(Saved data entries)
·····
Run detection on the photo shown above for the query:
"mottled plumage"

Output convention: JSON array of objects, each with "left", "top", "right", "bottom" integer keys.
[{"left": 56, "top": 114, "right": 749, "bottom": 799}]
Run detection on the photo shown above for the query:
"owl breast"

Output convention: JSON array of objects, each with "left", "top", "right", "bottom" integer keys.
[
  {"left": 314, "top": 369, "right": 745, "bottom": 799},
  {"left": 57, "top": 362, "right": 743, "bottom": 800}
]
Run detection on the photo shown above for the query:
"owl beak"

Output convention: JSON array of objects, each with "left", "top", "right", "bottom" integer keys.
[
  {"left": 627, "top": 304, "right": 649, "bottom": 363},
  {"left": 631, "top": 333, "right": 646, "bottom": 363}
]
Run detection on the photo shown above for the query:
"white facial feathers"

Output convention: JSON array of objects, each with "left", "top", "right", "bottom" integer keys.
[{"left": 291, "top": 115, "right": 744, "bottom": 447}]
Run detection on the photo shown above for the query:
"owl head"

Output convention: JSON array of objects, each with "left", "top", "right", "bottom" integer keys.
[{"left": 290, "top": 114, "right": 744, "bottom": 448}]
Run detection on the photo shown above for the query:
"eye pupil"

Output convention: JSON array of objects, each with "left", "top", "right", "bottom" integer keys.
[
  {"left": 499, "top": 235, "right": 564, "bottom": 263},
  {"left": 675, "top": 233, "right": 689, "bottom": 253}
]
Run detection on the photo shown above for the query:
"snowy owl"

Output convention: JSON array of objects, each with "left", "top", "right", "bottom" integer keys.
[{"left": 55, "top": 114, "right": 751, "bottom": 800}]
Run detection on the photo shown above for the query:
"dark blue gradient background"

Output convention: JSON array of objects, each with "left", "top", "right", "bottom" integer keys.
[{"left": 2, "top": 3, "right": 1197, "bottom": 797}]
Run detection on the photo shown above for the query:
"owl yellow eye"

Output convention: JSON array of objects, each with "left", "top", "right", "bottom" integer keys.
·····
* **Try it**
Would you please write the entries out again in full, exactly as given?

* **Exercise solution**
Run detection on the photo shown above for the query:
"mottled plumage"

Output convention: JSON array of objects, each with "left", "top", "right", "bottom" integer keys.
[{"left": 56, "top": 114, "right": 749, "bottom": 799}]
Run detection on the photo shown above for the query:
"owl breast"

Output convention: JSON array of objects, each with "left", "top", "right", "bottom" integer keys.
[
  {"left": 314, "top": 369, "right": 745, "bottom": 799},
  {"left": 57, "top": 362, "right": 743, "bottom": 800}
]
Run detection on the photo shown above for the query:
"owl beak"

Output convention: JSON array of objects, each with "left", "top", "right", "bottom" integer keys.
[
  {"left": 627, "top": 304, "right": 649, "bottom": 363},
  {"left": 631, "top": 333, "right": 646, "bottom": 363}
]
Run detection on the photo shown above for the query:
"white facial feathers"

Output convention: JSON array of objects, each with "left", "top", "right", "bottom" integer keys.
[{"left": 291, "top": 115, "right": 744, "bottom": 447}]
Run detection on the photo shown above for the query:
"owl head"

Output convention: JSON array of objects, each with "left", "top", "right", "bottom" integer keys.
[{"left": 290, "top": 114, "right": 744, "bottom": 448}]
Run detection on the photo shown above for the query:
"eye pupil"

Output convention: JSON array of objects, each with "left", "top", "right", "bottom" integer keys.
[
  {"left": 499, "top": 235, "right": 564, "bottom": 263},
  {"left": 675, "top": 233, "right": 689, "bottom": 253}
]
Run detection on the photo shown above for the query:
"snowy owl"

Output convention: JSON array of objects, each with "left", "top", "right", "bottom" integer keys.
[{"left": 55, "top": 114, "right": 751, "bottom": 800}]
Run detection on the photo shown above for the query:
"dark blue gradient background"

Output convention: JSON array of objects, each with "left", "top", "right", "bottom" integer keys.
[{"left": 2, "top": 3, "right": 1197, "bottom": 797}]
Run detection on the photo shown above for the query:
"owl yellow eye"

Output convention: JSON array of objects, each with "left", "top", "right", "bottom" integer keys.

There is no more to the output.